Indique si cada afirmación concuerda con el texto de lectura, respondiendo sí o no y citando literalmente las palabras del texto que lo deciden. 1. El autor considera que los costos de la deliberación pública son bajos. 2. El presidente piensa que la democracia participativa puede vivirse mediante consultas populares. 3. El autor analiza en este texto la democracia participativa.

TEXTO DE LECTURA →
- - - - - - -
A semanas de iniciada la presidencia de Andrés Manuel López Obrador es poco claro en qué consiste esa cuarta transformación con la cual vendió su candidatura desde la campaña electoral. Cambios hemos visto muchos: algunos meramente simbólicos, otros económicos y otros de protocolo. A mi parecer, el mayor cambio que estamos viendo con respecto al poder ejecutivo federal tiene que ver con la manera muy particular en que AMLO piensa que debe vivirse una democracia. No nos equivoquemos, el presidente se dice y se cree verdaderamente un demócrata: sus rasgos de marcado autoritarismo no restan un ápice a la propia concepción de democracia que él cree que debe implementarse y ha implementado desde un inicio de su gestión.
Dos de las particularidades democráticas que estamos viviendo estas semanas tienen que ver con dos apellidos con connotación positiva de las democracias (¿liberales?) actuales: la participación ciudadana y la deliberación pública. López Obrador, quien se sitúa a sí mismo en la izquierda del espectro ideológico democrático, está buscando revitalizar la democracia participativa y la democracia deliberativa. Dejo para otra ocasión un análisis de la primera, que el presidente piensa pueda vivirse a través de consultas populares. ¿Qué objetivos deberían perseguir las consultas?, ¿cómo deben diseñarse?, ¿respecto a qué problemas deben implementarse?, ¿qué problemas no deben resolverse con este instrumento?, son preguntas importantes y que dudo que tengan claras sus respuestas el presidente y los miembros de su gabinete. Pero ahora, preguntémonos: ¿qué metas deberían perseguir las deliberaciones públicas?, ¿cualquier problema público debería someterse a deliberación pública?, ¿cuáles son los costos (de existir) de la deliberación?, ¿qué ofrece adicionalmente la deliberación a la mera agregación de preferencias de la ciudadanía o a la resolución de problemas mediante el juicio de expertos? Por mi parte, pienso que los costos de la deliberación pública son altos y no están contemplados en la revitalización que la cuarta transformación desea hacer de la democracia deliberativa.
- - - - - - -
INFORMACIÓN PROPORCIONADA →
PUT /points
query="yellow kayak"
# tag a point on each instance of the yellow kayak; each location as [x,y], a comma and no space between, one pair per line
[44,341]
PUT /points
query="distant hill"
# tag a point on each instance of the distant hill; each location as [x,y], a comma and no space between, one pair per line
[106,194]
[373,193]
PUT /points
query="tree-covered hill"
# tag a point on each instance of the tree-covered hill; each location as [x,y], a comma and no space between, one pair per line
- - - - - - -
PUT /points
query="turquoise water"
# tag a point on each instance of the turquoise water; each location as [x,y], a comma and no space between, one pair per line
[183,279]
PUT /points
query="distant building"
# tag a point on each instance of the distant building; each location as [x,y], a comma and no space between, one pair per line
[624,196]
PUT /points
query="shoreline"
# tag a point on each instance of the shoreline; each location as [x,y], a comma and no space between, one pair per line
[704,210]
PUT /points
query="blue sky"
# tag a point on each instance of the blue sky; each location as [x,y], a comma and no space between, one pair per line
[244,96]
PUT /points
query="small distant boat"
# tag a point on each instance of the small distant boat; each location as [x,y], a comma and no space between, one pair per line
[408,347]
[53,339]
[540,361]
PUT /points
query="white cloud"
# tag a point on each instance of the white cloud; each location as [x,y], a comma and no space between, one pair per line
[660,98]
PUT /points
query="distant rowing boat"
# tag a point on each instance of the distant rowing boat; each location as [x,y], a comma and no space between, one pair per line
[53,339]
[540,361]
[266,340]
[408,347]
- - - - - - -
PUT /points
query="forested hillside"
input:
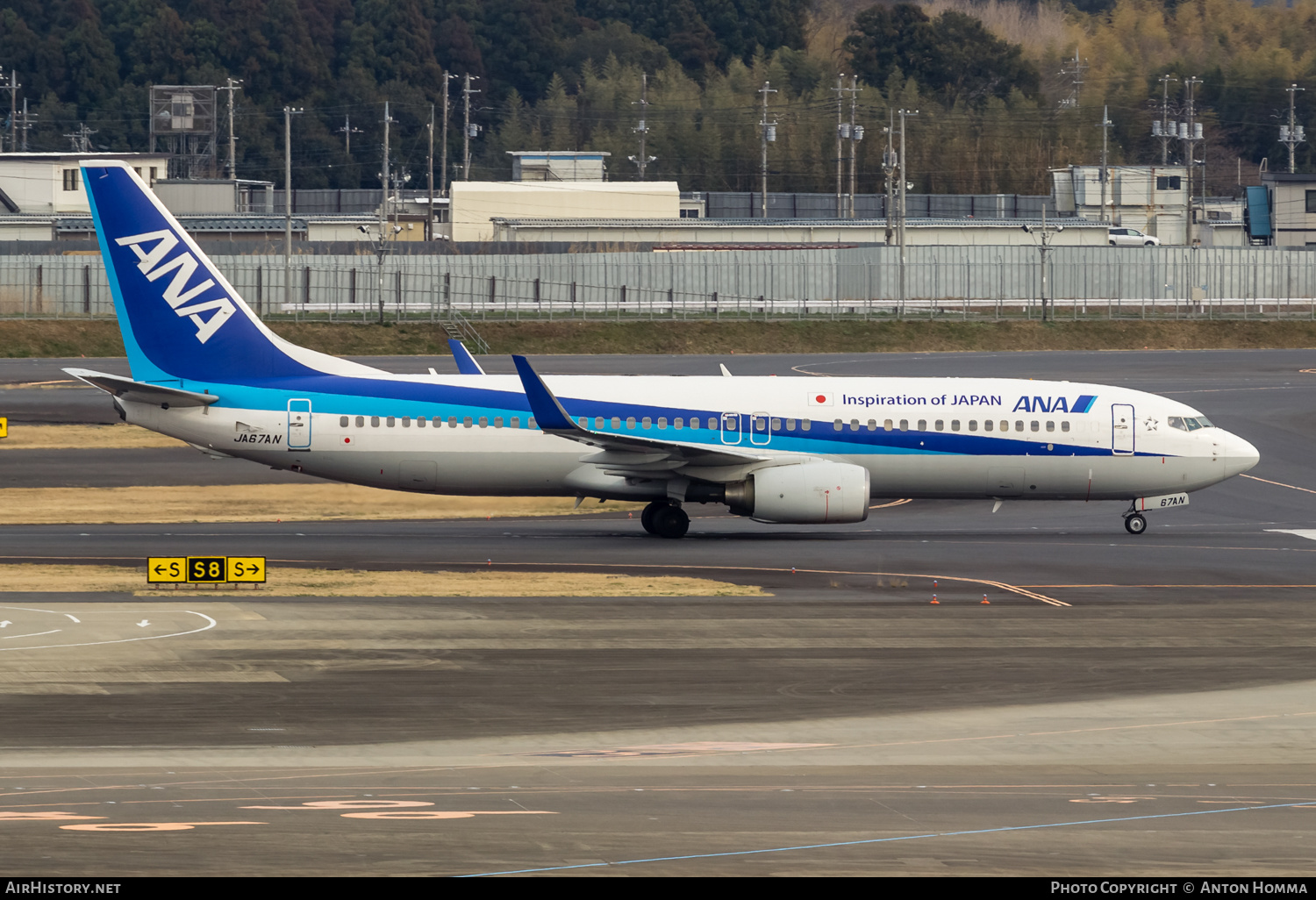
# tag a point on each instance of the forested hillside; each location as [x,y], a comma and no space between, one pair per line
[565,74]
- - - - - - -
RESULTADO →
1. No: "pienso que los costos de la deliberación pública son altos".
2. Sí: "que el presidente piensa pueda vivirse a través de consultas populares".
3. No: "Dejo para otra ocasión un análisis de la primera".